*REQUIRED TASKS*:
1 > From the forum thread about copper in gold recovery, reproduce the passage word for word, starting with "The American Girl" and going on through "on this subject.".
2 > Take the forum thread about copper contamination in gold recovery further from the point where it stops.

I am currently separating and extracting gold from margin ore dump (Mod) using the following processes: leaching, carbon in pulp, elution (zadra process) and electro winning. My final product (sludge gold) is contaminated with excessive copper. What method should I apply in order to make sure that copper does not electroplate with gold? Or what method should I apply to separate copper from gold? My elution column Temperature is 135 degree Celsius.

(unknown)
8 years ago
(unknown) 8 years ago

There is a process to remove copper from carbon prior to stripping gold called a "cold cyanide strip". I think it will be difficult to remove Cu from Au in the electrolyte solution.

You can find it the paper on Onemine. It is called "Control of Copper in Carbon Adsorption and Gold Recovery Circuits - American Girl Mining Experience" dated 1993 authored by C. L. McKenzie.

(unknown)
8 years ago
(unknown) 8 years ago

The American Girl operation did not remove the Cu from the operation only the strip. It will build up and must be removed from the solution. The USBM published work on the EW of Au, Ag & Cu using square wave pulse of 2.5 V for 10%-30% of a period of 100 to 1000 milliseconds. The remaining time was 0 V. This resulted in plating of gold and silver and minimal plating of Cu. But the Cu needs to be removed from the circuit. A separate EW for the high Cu low Au & Ag solution would be used.
But the use of a Zadra circuit instead of an AARL impacts the use. Zadra circuit has the elution and EW directly connected. AARL separates the two. Contact me if you are interested in discussing more on this subject.

(unknown)

*RECORD EXCERPTS*:
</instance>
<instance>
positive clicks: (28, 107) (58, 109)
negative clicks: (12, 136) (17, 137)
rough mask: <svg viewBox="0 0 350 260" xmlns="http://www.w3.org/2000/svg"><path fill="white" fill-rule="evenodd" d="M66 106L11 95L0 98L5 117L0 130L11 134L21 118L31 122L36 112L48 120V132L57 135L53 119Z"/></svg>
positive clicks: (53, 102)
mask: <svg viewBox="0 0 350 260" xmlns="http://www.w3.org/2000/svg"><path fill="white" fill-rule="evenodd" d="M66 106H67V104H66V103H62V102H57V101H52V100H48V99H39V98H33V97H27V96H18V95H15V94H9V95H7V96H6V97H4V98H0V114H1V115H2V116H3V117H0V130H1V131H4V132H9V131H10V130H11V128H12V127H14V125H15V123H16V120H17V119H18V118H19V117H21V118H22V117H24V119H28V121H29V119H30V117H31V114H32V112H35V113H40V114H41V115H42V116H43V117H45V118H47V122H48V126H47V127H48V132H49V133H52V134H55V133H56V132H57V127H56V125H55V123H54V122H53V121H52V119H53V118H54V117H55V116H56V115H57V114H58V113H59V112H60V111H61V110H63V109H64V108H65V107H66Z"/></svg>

*RESPONSES IN ORDER*:
1 >
The American Girl operation did not remove the Cu from the operation only the strip. It will build up and must be removed from the solution. The USBM published work on the EW of Au, Ag & Cu using square wave pulse of 2.5 V for 10%-30% of a period of 100 to 1000 milliseconds. The remaining time was 0 V. This resulted in plating of gold and silver and minimal plating of Cu. But the Cu needs to be removed from the circuit. A separate EW for the high Cu low Au & Ag solution would be used.
But the use of a Zadra circuit instead of an AARL impacts the use. Zadra circuit has the elution and EW directly connected. AARL separates the two. Contact me if you are interested in discussing more on this subject.

2 >
8 years ago
(unknown) 8 years ago

The cold cyanide soak prior to elution of about 1 hour @1% cyanide is a good start- this is followed by a cold rinse--BUT-- the rinsed solution must be kept out of the circuit - about four bed volumes of rinse will remove most of the soluble copper on the carbon- we used to spray that water on old heap leach pads and active cyanide broke down there leaving copper behind to a large degree where the process was just circulating -- do lab work on the ore and see where the copper comes from or whether this is a case of small amounts of copper in the ore that had just built up because of the way you are dealing with elution practice now and that the copper now ends up in the bullion- to optimize results take samples for AA every 15 minutes and monitor strip period and efficiency to make decisions 

Look at your contract with the refinery, you may be sailing closely to getting your bullion treated as base metal due to copper content and that can cost a lot in revenue for treatment and penalty- more reason to get the copper off the carbon.

(unknown)
8 years ago
(unknown) 8 years ago

Have no idea this will work but was just looking at some old work on precipitation of metals from solutions. The following came to mind.

  • (Aux+CNy + AgCN + CuCN Solution
  • Add NaCL precipitate AgCl
  • Filter then melt with NaCO3 to produce pure silver metal
  • To solution add NaS
  • Precipitate Copper Sulfide
  • Filter and discard
  • Electrowin Au metal

Looks simple, would it work?

Maya Rothman
8 years ago
Maya Rothman 8 years ago

The "Cold Strip" mentioned by Mark Gorman, also known as "Cold Cyanide Soak" as mentioned by Willem de Klerk is the way to deal with the problem reported. But the cold strip works up to a certain limit that should have been detected with proper mineralogical characterization. If the amount of copper is such that the ore really corresponds to "low grade copper with traces of gold", then a copper removal step employing for instance the SART process might be mandatory, in addition to the cold strip.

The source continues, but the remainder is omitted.